== To do ==
[1] According to the text about Stephen Wright, how many conceptual institutions does Toward a Lexicon of Usership say should be retired?
[2] Pick up the text about Stephen Wright after its final sentence and keep writing it.
++++ Document segment ++++
Translated by: Margalit Rodgers
Stephen Wright is a theorist, curator, and independent researcher primarily engaged in theoretical alternatives to the current capitalist framework of the contemporary artworld. Wright’s work revolves around the use value of art in society, and “usership”, one of the concepts he coined, challenges the existing museal-economic-political relationship between artist, object, and spectator, and in effect calls for its retirement. He has curated several exhibitions that explore artistic practices with low coefficients of artistic visibility, in which he examined the possibility of art without artworks, without authorship, and without spectatorship.
One of Wright’s central essays, Toward a Lexicon of Usership, was published in 2013 with the opening of Tania Bruguera’s “Museum of Art Útil” exhibition at the Van Abbemuseum, Eindhoven, The Netherlands. The book proposes twenty-six emergent concepts underpinning usership (such as “1:1 Scale”, “Coefficient of Art”, “Competence”, “Imperformativity”, and “Museum 3.0”), ten conceptual institutions to be retired (including “Autonomy”, “Authorship”, “Spectatorship”, “Expertise”, “Objecthood”, and “Purposeless purpose”), and nine modes of usership.
++++ Dataset content ++++
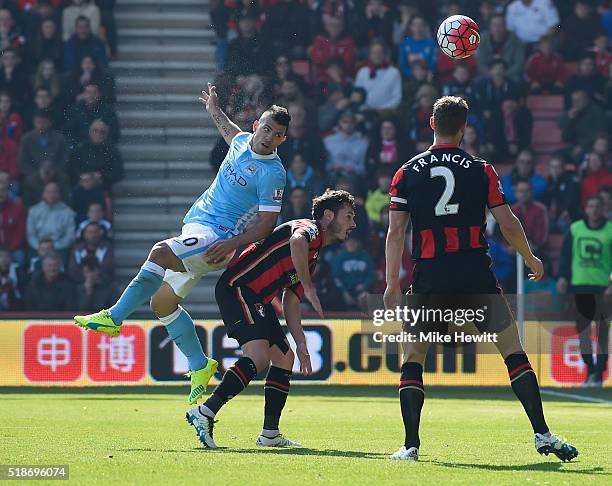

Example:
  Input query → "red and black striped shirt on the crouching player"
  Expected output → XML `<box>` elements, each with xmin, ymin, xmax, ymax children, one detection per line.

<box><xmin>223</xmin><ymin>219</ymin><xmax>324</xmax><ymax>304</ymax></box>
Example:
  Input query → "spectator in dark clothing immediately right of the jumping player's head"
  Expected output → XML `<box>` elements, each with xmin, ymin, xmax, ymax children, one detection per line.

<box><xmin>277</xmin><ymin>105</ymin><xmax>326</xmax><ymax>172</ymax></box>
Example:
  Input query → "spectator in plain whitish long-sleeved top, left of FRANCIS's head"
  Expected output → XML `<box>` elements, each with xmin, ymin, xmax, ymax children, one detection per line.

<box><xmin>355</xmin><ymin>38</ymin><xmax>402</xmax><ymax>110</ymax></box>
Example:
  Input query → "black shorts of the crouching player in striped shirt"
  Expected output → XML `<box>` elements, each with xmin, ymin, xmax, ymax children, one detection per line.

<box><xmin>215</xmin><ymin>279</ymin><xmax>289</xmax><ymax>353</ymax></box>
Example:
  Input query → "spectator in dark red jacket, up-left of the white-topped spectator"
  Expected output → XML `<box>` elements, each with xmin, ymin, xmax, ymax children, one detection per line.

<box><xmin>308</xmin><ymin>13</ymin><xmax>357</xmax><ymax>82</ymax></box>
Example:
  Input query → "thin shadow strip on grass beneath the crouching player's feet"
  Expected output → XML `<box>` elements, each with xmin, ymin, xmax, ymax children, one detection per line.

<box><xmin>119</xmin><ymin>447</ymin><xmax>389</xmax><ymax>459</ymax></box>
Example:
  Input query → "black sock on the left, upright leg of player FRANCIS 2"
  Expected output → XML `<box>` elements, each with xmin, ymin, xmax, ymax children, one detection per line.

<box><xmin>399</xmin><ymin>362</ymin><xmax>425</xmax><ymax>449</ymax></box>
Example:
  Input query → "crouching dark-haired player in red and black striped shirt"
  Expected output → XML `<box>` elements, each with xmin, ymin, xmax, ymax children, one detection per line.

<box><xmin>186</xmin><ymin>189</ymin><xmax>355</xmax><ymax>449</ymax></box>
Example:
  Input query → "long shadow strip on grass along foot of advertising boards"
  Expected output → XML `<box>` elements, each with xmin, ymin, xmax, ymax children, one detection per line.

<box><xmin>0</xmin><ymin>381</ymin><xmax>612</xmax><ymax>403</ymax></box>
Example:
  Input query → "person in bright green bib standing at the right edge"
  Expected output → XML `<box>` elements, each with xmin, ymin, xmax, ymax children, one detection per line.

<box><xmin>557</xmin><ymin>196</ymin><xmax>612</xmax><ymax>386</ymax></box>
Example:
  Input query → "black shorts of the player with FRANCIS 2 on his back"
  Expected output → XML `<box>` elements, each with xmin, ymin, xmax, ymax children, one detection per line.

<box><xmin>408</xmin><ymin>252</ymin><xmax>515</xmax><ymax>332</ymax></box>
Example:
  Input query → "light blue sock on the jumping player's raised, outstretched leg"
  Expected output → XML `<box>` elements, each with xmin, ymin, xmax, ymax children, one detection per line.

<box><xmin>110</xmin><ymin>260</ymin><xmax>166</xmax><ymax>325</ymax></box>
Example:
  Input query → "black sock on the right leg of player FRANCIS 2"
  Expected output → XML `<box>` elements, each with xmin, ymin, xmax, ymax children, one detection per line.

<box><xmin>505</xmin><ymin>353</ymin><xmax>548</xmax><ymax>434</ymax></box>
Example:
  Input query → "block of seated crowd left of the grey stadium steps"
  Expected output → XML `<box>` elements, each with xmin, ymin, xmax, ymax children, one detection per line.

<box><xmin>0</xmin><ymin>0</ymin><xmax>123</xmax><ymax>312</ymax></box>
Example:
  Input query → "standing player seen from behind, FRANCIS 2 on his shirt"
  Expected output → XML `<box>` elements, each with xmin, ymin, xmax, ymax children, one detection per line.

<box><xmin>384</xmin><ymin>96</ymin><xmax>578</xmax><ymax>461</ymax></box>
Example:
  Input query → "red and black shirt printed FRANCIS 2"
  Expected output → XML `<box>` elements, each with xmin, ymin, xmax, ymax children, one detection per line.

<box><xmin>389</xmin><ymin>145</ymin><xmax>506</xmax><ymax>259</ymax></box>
++++
== Responses ==
[1] Ten

[2]
We have chosen to publish here for the first time a Hebrew translation of Wright’s introduction to his book and two central concepts: 1:1 Scale – a key emergent concept that pertinently demonstrates the thinking and action of usership, and the concept it seeks to replace: Autonomy – a seminal concept in the perception of modern art and its political history, which like other concepts, is to be retired, taken out of circulation, and replaced.
The new conceptual edifices Wright proposes also served as the foundation for the exhibition “Making Use: Life in Postartistic Times”, which opened in February 2016 at the Museum of Modern Art in Warsaw. The exhibition was curated by Sebastian Cichocki and Kuba Szreder, with Wright as a shadow curator. It featured about one hundred reports on works from various spheres of life that employ “artistic competence” for the purpose of an action or claim in the real world, outside the artworld (part of the exhibition was a document from 2012 – a letter of appointment of the undersigned for the office of State Artist, signed by then Speaker of the Knesset, MK Reuven Rivlin).
According to Wright, such use of artistic competence contains an emancipatory dimension for the art of today. In fact, he proposes a repurposing of art, toward usership that is neither that of a spectator, an expert, nor an owner. It is hard to imagine this in an artworld that is primarily based on items exhibited in galleries, performance as an object, and public art funded by private capital. The usership-based art that Wright speaks of looks more like public art actions, the kind that have no spectators, only users: actions that breach the boundaries of art’s autonomy and its expert culture, and are not sold in the art market on the basis of the artist’s ownership of the work.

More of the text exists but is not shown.